# START OF Passage provided

This file contains the stages and commands to execute, and the order of execution. It also contains the conditions under which a deployment can happen.

/circleci/docker

The contains the docker images used during circleci builds. The joplin-ci-build image is for the build job (BUILDKIT=1 docker builds are very particular and need a special image and deployment process as of 05/2019). joplin-ci-deploy is used for every other job.

Builds for these images are done manually as needed and then stored in the cityofaustin dockerhub repo. You can build and push a new image by following these steps:

SHA=$(git rev-parse HEAD)
docker build -f .circleci/docker/joplin-ci-build.Dockerfile -t "cityofaustin/joplin-ci-build:${SHA:0:7}" .circleci/
docker push cityofaustin/joplin-ci-build:${SHA:0:7}

Then update the image tags in /circleci/config.yml to use your new git commit SHA tag.

Steps

CircleCI will run the deployment workflow for every branch. Certain branches will have different steps applied to them.

The deployment is handled in four different stages, for each job circleci will create a new container (with a temporal (ephemeral) file system) and run all the operations as indicated per stage.

1. test

.circleci/scripts/cli_test.sh

At the moment the pre-deployment tests only check whether the AWS & Heroku CLI tools have been installed and are properly running.

2. backup_database

.circleci/scripts/backup_database.sh

If deploying on master or production, we first take a backup of the database and store it in S3 for disaster recovery. The backup file name is comprised of these values:

  • The name of the application
  • The timestamp
  • The SHA of the latest commit
  • The name of the latest django migration

Once the name is generated then it proceeds to generate a full URL link where the final file will be stored in S3. It connects to the database and generates a full backup and automatically saves it to S3 using the established nomenclature.

# END OF Passage provided
# START OF Dataset excerpts

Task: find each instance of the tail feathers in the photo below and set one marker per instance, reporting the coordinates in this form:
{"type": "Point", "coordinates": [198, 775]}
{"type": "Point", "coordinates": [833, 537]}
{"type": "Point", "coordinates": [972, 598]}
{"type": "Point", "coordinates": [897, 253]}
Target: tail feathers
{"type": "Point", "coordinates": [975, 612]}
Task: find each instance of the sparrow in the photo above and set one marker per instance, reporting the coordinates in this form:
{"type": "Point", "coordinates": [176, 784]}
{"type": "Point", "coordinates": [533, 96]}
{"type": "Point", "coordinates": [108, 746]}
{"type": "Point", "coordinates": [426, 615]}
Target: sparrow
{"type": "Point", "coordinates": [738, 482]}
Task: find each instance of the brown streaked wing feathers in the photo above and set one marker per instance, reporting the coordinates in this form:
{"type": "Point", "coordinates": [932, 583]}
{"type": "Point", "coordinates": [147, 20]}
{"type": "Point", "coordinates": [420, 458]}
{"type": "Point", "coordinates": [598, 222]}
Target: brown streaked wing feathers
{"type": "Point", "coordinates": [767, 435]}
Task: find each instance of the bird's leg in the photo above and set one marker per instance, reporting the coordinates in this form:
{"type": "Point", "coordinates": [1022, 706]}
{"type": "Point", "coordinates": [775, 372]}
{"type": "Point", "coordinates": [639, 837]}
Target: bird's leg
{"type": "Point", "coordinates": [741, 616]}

# END OF Dataset excerpts

Given request 1 -> Write out the part of the CircleCI deployment passage starting with "The contains the" and going on through "SHA=$(git rev-parse HEAD)".
Given request 2 -> According to the CircleCI deployment passage, what do the pre-deployment tests currently check?
The records have nothing to do with the CircleCI deployment passage.

Complete output 1 ->
The contains the docker images used during circleci builds. The joplin-ci-build image is for the build job (BUILDKIT=1 docker builds are very particular and need a special image and deployment process as of 05/2019). joplin-ci-deploy is used for every other job.

Builds for these images are done manually as needed and then stored in the cityofaustin dockerhub repo. You can build and push a new image by following these steps:

SHA=$(git rev-parse HEAD)

Complete output 2 -> They check whether the AWS and Heroku CLI tools have been installed and are properly running.